■ DOCUMENT PASSAGE:
▼▼▼
Sightsavers Malawi has lamented that Trachoma continues to be a national problem causing blindness in many people, currently affecting 12 000 people annually in Malawi.
Roy Hauya, Sightsavers Country Director said this when his organization briefed the media in Lilongwe on the problem and asked them to work hand in hand with his organization to educate Malawians on the disease.
He announced that the organization will conduct a 12 days campaign from 26th October to 6th November this year to conduct antibiotic treatment to over eight million people both children and adults in targeted districts in the country.
According to Hauya, Malawi is hit hard by Trachoma mostly among women and children due to poverty and poor health care hence urged people to promote facial cleanliness and use of sanitary facilities to prevent the infection.
“We want to eliminate Trachoma in Malawi by 2019 and we are hopeful that by 2018 we might be able to conduct 6 000 eye surgeries,” explained Hauya.
He added: “It is unfortunate that women who are prone to the disease are not aware of the treatment option nor have easy access to these services, instead they choose to go to traditional healers, an act which eventually leads them to total blindness.”
▲▲▲
■ DESCRIPTION OF THE TASK: Transcribe the full article on trachoma in Malawi word for word. The items are not needed for this exercise.

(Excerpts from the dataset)
▼▼▼
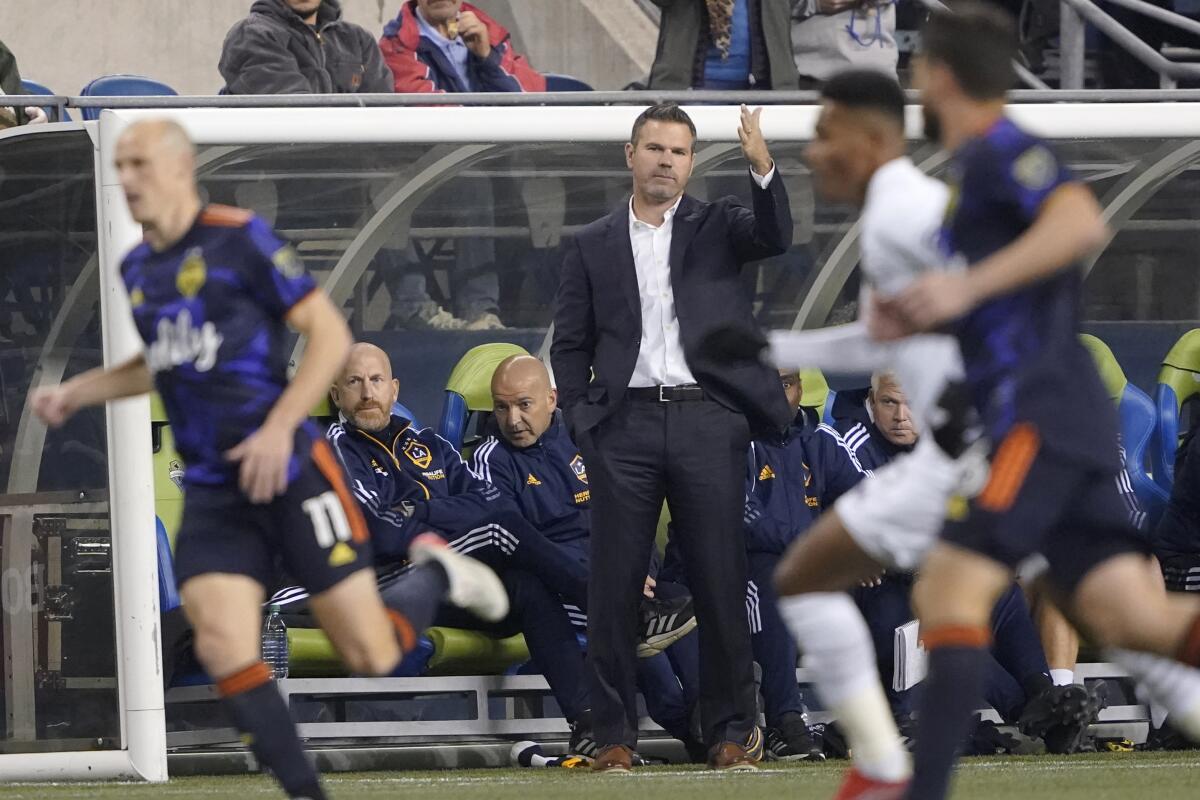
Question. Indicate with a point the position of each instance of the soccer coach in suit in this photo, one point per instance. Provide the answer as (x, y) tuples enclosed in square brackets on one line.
[(639, 290)]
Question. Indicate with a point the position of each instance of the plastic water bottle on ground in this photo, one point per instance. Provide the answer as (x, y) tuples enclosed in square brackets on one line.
[(275, 643)]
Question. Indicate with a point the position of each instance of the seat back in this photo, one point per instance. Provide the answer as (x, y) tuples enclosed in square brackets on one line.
▲▲▲
■ SOLUTION BELOW:
Sightsavers Malawi has lamented that Trachoma continues to be a national problem causing blindness in many people, currently affecting 12 000 people annually in Malawi.
Roy Hauya, Sightsavers Country Director said this when his organization briefed the media in Lilongwe on the problem and asked them to work hand in hand with his organization to educate Malawians on the disease.
He announced that the organization will conduct a 12 days campaign from 26th October to 6th November this year to conduct antibiotic treatment to over eight million people both children and adults in targeted districts in the country.
According to Hauya, Malawi is hit hard by Trachoma mostly among women and children due to poverty and poor health care hence urged people to promote facial cleanliness and use of sanitary facilities to prevent the infection.
“We want to eliminate Trachoma in Malawi by 2019 and we are hopeful that by 2018 we might be able to conduct 6 000 eye surgeries,” explained Hauya.
He added: “It is unfortunate that women who are prone to the disease are not aware of the treatment option nor have easy access to these services, instead they choose to go to traditional healers, an act which eventually leads them to total blindness.”